Sylvia Federici [left] and Astra Taylor in What Is Democracy?. Image courtesy Zeitgeist Films.
Sylvia Federici [left] and Astra Taylor in What Is Democracy?. Image courtesy Zeitgeist Films.

Astra Taylor’s new documentary What Is Democracy?, playing at the IFC Center in New York through January 31, is not about art. It has bigger fish to fry. But an art history lesson is at the heart of it.

In perhaps the key sequence of the film, Taylor, the filmmaker, stands with Silvia Federici, the Marxist-feminist theorist and author of the highly influential book Caliban and the Witch, in the chambers of Siena’s Palazzo Pubblico. They contemplate late Gothic painter Ambrogio Lorenzetti’s Allegory of Good and Bad Government (1338), and discuss the lessons that the fresco holds for understanding the history and the fate of democracy.

Siena is the home to the world’s oldest operating bank. In the late Gothic period it was ruled by a local oligarchy, which commissioned Lorenzetti. The Allegory is a picture, in Federici’s telling, of this financial ruling class’s self-image as it takes form: the wise men of the moneyed class, attended by the figures of Peace, Fortitude, Justice, and Temperance on one side, defined against the chaotic rabble, ruled by a demonic figure, on the other.

Ambrogio Lorenzetti, Allegory of Good Government. Image courtesy of Wikimedia Commons.

THE PROBLEM:
Answer these questions from the documentary excerpt:
1. Until what date is the film playing at the IFC Center in New York?
2. In which building do the two women view Lorenzetti's fresco?
3. What institution does the excerpt say Siena is home to?
The material that comes next has no connection to the documentary excerpt.

SUPPLIED RECORDS:
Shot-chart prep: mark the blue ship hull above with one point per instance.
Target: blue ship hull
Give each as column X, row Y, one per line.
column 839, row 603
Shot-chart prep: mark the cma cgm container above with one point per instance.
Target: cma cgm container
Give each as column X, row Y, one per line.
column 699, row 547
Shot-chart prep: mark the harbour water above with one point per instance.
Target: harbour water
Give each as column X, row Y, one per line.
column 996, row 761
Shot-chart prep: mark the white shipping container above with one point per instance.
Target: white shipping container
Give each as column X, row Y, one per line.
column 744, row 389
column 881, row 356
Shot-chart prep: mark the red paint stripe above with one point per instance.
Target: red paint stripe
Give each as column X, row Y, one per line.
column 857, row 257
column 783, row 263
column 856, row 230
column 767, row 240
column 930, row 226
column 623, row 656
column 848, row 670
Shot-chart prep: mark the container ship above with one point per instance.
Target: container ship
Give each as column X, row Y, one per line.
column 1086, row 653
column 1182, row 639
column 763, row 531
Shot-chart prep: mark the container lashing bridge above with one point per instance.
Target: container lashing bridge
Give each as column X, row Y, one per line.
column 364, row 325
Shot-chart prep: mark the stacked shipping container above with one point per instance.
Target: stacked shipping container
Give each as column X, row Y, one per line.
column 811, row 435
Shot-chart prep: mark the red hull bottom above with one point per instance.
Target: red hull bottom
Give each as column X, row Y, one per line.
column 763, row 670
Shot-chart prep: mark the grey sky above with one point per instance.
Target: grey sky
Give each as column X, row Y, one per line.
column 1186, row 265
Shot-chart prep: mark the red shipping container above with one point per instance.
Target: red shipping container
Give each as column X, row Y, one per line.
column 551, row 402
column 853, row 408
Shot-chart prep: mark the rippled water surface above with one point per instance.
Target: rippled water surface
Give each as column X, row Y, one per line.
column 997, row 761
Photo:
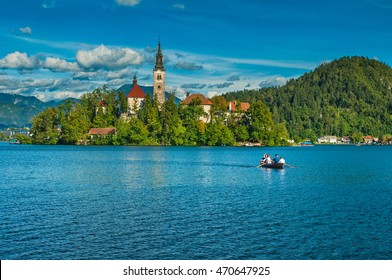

RESULT OF THE TASK:
1. January 31
2. Siena's Palazzo Pubblico
3. The world's oldest operating bank